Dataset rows
-=-=-=-=-

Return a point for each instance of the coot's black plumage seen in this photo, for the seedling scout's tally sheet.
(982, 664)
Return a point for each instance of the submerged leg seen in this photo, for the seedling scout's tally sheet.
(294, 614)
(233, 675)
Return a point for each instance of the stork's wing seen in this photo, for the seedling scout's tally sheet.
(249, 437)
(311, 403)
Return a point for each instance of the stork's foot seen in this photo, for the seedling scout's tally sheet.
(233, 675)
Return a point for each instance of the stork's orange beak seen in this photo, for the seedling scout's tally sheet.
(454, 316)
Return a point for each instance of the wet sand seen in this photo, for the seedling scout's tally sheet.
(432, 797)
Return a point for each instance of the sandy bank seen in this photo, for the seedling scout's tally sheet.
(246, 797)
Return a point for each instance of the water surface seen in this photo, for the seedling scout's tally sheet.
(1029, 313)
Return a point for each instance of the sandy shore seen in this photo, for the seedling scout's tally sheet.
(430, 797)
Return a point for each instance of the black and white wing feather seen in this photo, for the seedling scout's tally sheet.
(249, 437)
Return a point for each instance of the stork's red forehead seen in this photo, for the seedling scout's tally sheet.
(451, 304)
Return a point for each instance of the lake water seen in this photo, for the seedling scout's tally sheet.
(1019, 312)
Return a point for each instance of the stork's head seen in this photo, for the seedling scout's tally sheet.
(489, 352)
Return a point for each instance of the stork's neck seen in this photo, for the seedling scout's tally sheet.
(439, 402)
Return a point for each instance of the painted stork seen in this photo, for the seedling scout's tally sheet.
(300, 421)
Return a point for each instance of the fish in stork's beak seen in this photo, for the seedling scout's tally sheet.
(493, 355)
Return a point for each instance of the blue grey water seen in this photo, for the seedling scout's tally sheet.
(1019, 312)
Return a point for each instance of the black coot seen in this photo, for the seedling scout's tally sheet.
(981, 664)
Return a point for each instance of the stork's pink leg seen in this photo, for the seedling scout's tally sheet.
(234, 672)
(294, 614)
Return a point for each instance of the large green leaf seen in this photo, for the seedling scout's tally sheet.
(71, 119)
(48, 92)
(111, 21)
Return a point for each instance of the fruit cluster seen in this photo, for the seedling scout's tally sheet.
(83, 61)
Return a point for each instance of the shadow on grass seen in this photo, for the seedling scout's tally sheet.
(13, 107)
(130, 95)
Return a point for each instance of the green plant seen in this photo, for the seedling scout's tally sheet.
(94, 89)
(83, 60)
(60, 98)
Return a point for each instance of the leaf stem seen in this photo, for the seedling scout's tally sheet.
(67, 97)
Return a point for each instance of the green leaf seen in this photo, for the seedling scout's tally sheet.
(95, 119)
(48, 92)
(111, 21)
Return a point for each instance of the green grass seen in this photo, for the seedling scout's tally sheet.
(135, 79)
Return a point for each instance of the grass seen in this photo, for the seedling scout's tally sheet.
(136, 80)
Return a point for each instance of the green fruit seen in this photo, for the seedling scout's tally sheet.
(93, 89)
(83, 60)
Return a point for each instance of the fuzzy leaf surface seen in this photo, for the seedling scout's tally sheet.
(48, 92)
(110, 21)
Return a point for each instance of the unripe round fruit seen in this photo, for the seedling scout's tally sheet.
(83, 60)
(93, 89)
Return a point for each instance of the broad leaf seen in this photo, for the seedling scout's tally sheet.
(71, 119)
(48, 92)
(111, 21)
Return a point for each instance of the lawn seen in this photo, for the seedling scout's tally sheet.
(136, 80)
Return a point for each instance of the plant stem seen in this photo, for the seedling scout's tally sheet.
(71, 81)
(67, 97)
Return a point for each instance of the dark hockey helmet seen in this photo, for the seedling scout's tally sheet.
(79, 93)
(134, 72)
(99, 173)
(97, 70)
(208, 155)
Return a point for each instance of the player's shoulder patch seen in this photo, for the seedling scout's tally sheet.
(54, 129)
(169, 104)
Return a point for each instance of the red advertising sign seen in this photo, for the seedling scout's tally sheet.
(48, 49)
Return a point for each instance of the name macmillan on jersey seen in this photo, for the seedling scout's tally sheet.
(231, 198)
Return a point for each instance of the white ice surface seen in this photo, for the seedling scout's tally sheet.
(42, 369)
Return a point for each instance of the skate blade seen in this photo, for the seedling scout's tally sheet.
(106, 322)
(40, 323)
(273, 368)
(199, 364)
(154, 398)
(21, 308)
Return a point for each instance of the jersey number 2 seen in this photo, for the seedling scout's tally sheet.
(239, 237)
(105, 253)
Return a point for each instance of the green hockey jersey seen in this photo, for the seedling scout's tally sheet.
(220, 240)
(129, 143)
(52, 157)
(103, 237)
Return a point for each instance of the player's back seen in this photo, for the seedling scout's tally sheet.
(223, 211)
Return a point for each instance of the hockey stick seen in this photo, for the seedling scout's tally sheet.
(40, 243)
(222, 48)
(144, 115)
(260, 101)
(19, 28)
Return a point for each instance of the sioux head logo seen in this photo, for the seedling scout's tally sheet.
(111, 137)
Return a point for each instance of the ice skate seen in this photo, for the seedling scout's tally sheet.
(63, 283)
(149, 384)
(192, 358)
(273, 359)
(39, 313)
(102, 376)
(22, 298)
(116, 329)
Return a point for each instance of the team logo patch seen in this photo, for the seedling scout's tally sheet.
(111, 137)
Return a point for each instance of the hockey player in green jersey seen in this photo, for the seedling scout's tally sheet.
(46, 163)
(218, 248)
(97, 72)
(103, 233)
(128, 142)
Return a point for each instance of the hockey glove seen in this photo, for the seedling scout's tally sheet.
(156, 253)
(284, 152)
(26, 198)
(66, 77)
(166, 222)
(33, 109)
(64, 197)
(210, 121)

-=-=-=-=-

Rewrite the listing above, switching "tally sheet" to "checklist" wherever it occurs and keeping every other word unchanged.

Return a point for each instance of the coot's black plumage seen in this photo, for the seedling scout's checklist.
(982, 664)
Return a point for each instance of the submerged leg seen in this photo, for the seedling scout's checklist.
(294, 614)
(233, 675)
Return a point for each instance of the stork's wing seen in this photo, for the seedling scout's checklist.
(249, 437)
(311, 403)
Return a point for each instance of the stork's foot seen in this photo, for the seedling scout's checklist.
(233, 675)
Return a point for each instance of the stork's orange beak seen in this photo, for the seedling scout's checklist.
(454, 316)
Return a point for each instance of the wet sand seen in this photo, for the seedling scout's checklist.
(432, 797)
Return a point for each instance of the sandy bank seen in this photo, for the seedling scout's checklist.
(246, 797)
Return a point for each instance of the water surface seen in this photo, for the seedling scout's checklist.
(1029, 313)
Return a point for each instance of the sandy shore seen in this photo, for the seedling scout's checklist.
(430, 797)
Return a point for each instance of the black and white wing feather seen in this photo, for the seedling scout's checklist.
(249, 437)
Return a point for each instance of the stork's red forehead seen in this photo, for the seedling scout's checklist.
(451, 304)
Return a point for each instance of the lake water seen in this photo, for the seedling scout's checklist.
(1019, 312)
Return a point for each instance of the stork's head seen in this photo, for the seedling scout's checklist.
(489, 352)
Return a point for each instance of the stork's neck seen in this photo, for the seedling scout's checklist.
(439, 402)
Return a point for each instance of the painted stork seen in this photo, for the seedling scout's checklist.
(300, 421)
Return a point for each instance of the fish in stork's beak seen in this photo, for the seedling scout's checklist.
(493, 355)
Return a point for each instance of the blue grey water seen in this photo, for the seedling scout's checklist.
(1019, 312)
Return a point for each instance of the black coot seen in this photo, for the seedling scout's checklist.
(981, 664)
Return a point for each instance of the stork's pink leg seen in this photo, for the seedling scout's checklist.
(234, 672)
(294, 614)
Return a point for each instance of the large green leaf seen in this photo, for the seedling scout's checklist.
(71, 119)
(48, 92)
(111, 21)
Return a point for each instance of the fruit cluster seen in this photo, for the seedling scout's checklist.
(83, 61)
Return a point for each instance of the shadow on grass seen in this photo, for the seedling scout's checklist.
(13, 107)
(130, 95)
Return a point for each instance of the green plant seen in this photo, for the seedling scout's checklist.
(94, 89)
(83, 60)
(60, 98)
Return a point for each instance of the leaf stem seen in this photo, for the seedling scout's checklist.
(67, 97)
Return a point for each instance of the green leaf seen in this photo, for the seedling scout's checklist.
(95, 119)
(48, 92)
(111, 21)
Return a point for each instance of the green grass seen in this photo, for the seedling scout's checklist.
(135, 79)
Return a point for each instance of the grass seen in this photo, for the seedling scout's checklist.
(136, 80)
Return a point for each instance of the green fruit seen in this photo, for the seedling scout's checklist.
(93, 89)
(83, 60)
Return a point for each instance of the fuzzy leaf surface seen in this photo, for the seedling scout's checklist.
(48, 92)
(110, 21)
Return a point for each instance of the unripe round fruit seen in this photo, for the seedling scout's checklist.
(83, 60)
(93, 89)
Return a point for each instance of the broad leaf seen in this photo, for the seedling scout's checklist.
(71, 119)
(48, 92)
(111, 21)
Return a point for each instance of the lawn seen in this photo, for the seedling scout's checklist.
(136, 80)
Return a point for each instance of the plant stem seen in this photo, for the seedling scout's checklist.
(71, 81)
(67, 97)
Return a point for each instance of the dark hockey helmet seen in this photo, for the seedling scout's checklist.
(79, 93)
(134, 72)
(99, 173)
(97, 70)
(208, 155)
Return a point for each instance of the player's shoulder patch seen in this photo, for the seedling scout's checklist.
(54, 129)
(169, 104)
Return a point for each instance of the red advertising sign seen in this photo, for the seedling scout's checklist.
(48, 49)
Return a point for each instance of the name macmillan on jersey seen in this photo, for the seedling scout's checklist.
(231, 198)
Return a point for each instance of the white ice surface seen in this photo, for the seedling scout's checklist.
(42, 369)
Return a point for each instance of the skate blade seen in this photo, for the seedling scout's checklist.
(106, 322)
(40, 323)
(273, 368)
(199, 364)
(154, 398)
(21, 308)
Return a point for each instance of the jersey number 2 seen in this photo, for the seedling scout's checklist.
(239, 237)
(105, 253)
Return a point for each instance of the green hockey jersey seen in this photo, for the seedling scout's checklist.
(220, 240)
(129, 143)
(52, 157)
(103, 237)
Return a point for each instance of the player's back seen in this photo, for the seedling scout's checklist.
(223, 211)
Return a point for each instance of the hockey stick seen in this photo, for the seedling scout's checklist.
(40, 243)
(222, 48)
(144, 115)
(260, 101)
(19, 28)
Return a point for each instance of the sioux head logo seen in this photo, for the seedling scout's checklist.
(111, 137)
Return a point for each instance of the ice skate seen in this photo, for the seedling scout's checklist.
(63, 283)
(149, 384)
(192, 358)
(273, 359)
(39, 313)
(102, 376)
(22, 298)
(116, 329)
Return a point for each instance of the team logo patch seen in this photo, for the seedling scout's checklist.
(111, 137)
Return a point for each instance of the hockey player in green jersey seen in this photo, for the seedling scout's checklist.
(46, 163)
(218, 248)
(97, 72)
(103, 233)
(128, 142)
Return a point for each instance of the hockey glove seen in this photo, for the seedling scout's checklist.
(156, 253)
(284, 152)
(26, 198)
(66, 77)
(166, 222)
(33, 109)
(64, 197)
(210, 121)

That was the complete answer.